- [WORK TASK 1]: Summarize the binomial distribution passage in two sentences.
- [WORK TASK 2]: Output the portion of the binomial distribution passage that begins at the words "The mean, μ, and" and stops after the words "more Bernoulli Trials.", copied with no changes.

- [EXERCISE PASSAGE]:
....................
The outcomes of a binomial experiment fit a binomial probability distribution. The random variable X = the number of successes obtained in the n independent trials.

The mean, μ, and variance, σ2, for the binomial probability distribution are μ = np and σ^2 = npq. The standard deviation, σ, is then σ = \sqrt{npq}.

Any experiment that has characteristics three and four and where n = 1 is called a Bernoulli Trial (named after Jacob Bernoulli who, in the late 1600s, studied them extensively). A binomial experiment takes place when the number of successes is counted in one or more Bernoulli Trials.


Example 4.2

Suppose you play a game that you can only either win or lose. The probability that you win any game is 55%, and the probability that you lose is 45%. Each game you play is independent. If you play the game 20 times, write the function that describes the probability that you win 15 of the 20 times. Here, if you define X as the number of wins, then X takes on the values 0, 1, 2, 3, ..., 20. The probability of a success is p = 0.55. The probability of a failure is q = 0.45. The number of trials is n = 20. The probability question can be stated mathematically as P(x = 15).


Try It 4.2

A trainer is teaching a dolphin to do tricks. The probability that the dolphin successfully performs the trick is 35%, and the probability that the dolphin does not successfully perform the trick is 65%. Out of 20 attempts, you want to find the probability that the dolphin succeeds 12 times. Find the P(X=12) using the binomial Pdf.


Example 4.3

Problem
A fair coin is flipped 15 times. Each flip is independent. What is the probability of getting more than ten heads? Let X = the number of heads in 15 flips of the fair coin. X takes on the values 0, 1, 2, 3, ..., 15. Since the coin is fair, p = 0.5 and q = 0.5. The number of trials is n = 15. State the probability question mathematically.

Solution 1
P(x > 10)


Example 4.4

Approximately 70% of statistics students do their homework in time for it to be collected and graded. Each student does homework independently. In a statistics class of 50 students, what is the probability that at least 40 will do their homework on time? Students are selected randomly.
....................
- [DATA SECTION]:
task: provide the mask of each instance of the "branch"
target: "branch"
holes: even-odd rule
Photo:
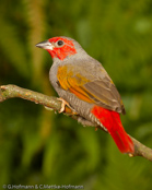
....................
- [SOLUTION 1]: The outcomes of a binomial experiment fit a binomial probability distribution, where X is the number of successes in n independent trials, the mean is np, the variance is npq, and the standard deviation is the square root of npq. An experiment with n = 1 that has the stated characteristics is called a Bernoulli Trial, and the examples apply these ideas to a win-or-lose game, a dolphin learning tricks, coin flips, and students doing homework on time.

- [SOLUTION 2]:
The mean, μ, and variance, σ2, for the binomial probability distribution are μ = np and σ^2 = npq. The standard deviation, σ, is then σ = \sqrt{npq}.

Any experiment that has characteristics three and four and where n = 1 is called a Bernoulli Trial (named after Jacob Bernoulli who, in the late 1600s, studied them extensively). A binomial experiment takes place when the number of successes is counted in one or more Bernoulli Trials.